Return every line of the entries below that contains the string "statue".

————

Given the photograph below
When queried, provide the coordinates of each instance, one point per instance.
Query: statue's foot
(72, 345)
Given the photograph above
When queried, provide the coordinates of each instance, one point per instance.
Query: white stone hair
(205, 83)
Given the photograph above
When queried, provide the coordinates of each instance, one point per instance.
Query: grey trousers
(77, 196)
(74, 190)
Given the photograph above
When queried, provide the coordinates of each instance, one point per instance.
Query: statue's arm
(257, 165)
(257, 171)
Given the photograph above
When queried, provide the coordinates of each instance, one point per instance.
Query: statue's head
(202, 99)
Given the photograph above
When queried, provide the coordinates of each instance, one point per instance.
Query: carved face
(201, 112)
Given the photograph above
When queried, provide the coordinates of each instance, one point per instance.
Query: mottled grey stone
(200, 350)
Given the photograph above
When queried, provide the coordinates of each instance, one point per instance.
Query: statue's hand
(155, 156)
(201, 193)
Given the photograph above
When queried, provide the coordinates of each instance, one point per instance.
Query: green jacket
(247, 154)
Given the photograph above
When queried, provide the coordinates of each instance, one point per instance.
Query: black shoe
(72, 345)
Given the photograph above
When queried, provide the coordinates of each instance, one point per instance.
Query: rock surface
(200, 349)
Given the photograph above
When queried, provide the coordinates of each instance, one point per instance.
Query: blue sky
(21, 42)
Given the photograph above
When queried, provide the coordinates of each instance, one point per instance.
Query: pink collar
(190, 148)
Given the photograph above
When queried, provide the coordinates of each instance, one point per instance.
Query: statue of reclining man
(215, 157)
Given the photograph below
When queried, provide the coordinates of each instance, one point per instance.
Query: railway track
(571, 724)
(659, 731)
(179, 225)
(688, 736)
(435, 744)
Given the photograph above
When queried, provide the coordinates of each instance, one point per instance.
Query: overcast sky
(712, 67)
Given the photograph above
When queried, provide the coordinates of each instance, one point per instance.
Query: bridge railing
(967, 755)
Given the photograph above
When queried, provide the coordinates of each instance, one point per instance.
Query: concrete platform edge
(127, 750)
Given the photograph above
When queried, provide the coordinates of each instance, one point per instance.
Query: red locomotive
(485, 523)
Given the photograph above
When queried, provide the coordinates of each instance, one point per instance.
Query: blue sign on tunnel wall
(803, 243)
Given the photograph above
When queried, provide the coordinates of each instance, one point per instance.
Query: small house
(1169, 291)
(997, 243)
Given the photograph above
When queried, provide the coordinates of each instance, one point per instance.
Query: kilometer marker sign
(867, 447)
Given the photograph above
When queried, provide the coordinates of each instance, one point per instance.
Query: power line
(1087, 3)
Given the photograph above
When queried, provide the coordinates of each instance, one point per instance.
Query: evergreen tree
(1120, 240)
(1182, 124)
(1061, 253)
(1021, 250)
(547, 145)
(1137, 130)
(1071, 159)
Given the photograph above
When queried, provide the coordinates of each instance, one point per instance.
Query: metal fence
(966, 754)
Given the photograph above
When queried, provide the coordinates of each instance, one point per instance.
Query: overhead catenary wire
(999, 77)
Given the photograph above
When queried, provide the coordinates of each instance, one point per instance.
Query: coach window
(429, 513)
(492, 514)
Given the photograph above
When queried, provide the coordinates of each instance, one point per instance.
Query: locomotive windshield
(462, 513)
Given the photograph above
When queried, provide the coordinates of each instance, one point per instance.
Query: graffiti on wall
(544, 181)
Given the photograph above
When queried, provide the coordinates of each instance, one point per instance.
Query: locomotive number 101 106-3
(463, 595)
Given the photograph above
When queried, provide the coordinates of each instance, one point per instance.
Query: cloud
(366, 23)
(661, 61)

————

## [Solution to this exercise]
Query: statue's foot
Query: statue's arm
Query: statue's head
Query: statue's hand
Query: statue of reclining man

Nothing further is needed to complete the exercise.